= What to do =
Lay out the items below as a two-column CSV with the headers "prompt" and "reply" and one row per item. Put each item's text and its answer in their own quoted fields, replace line breaks with spaces, and leave out the pictures.
-- Start Material for this task --
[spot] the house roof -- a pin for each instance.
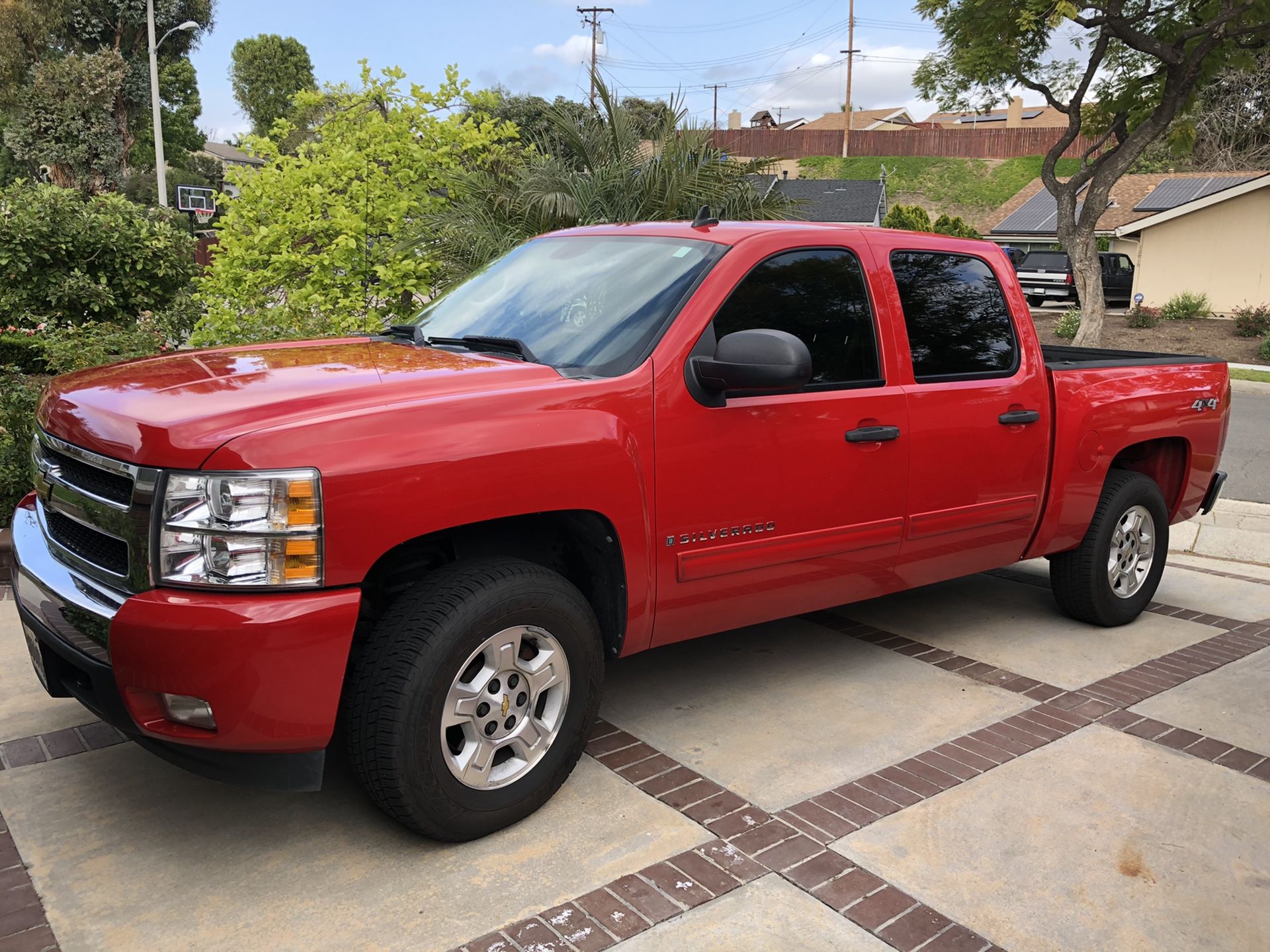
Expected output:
(860, 118)
(1033, 210)
(850, 201)
(1208, 198)
(230, 154)
(1046, 116)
-- End Material for this task --
= Answer to the exercise =
prompt,reply
"[spot] the house roof -- a pin for each instance. Expected output:","(860, 118) (1033, 210) (850, 201) (1208, 198) (230, 154) (1046, 116)"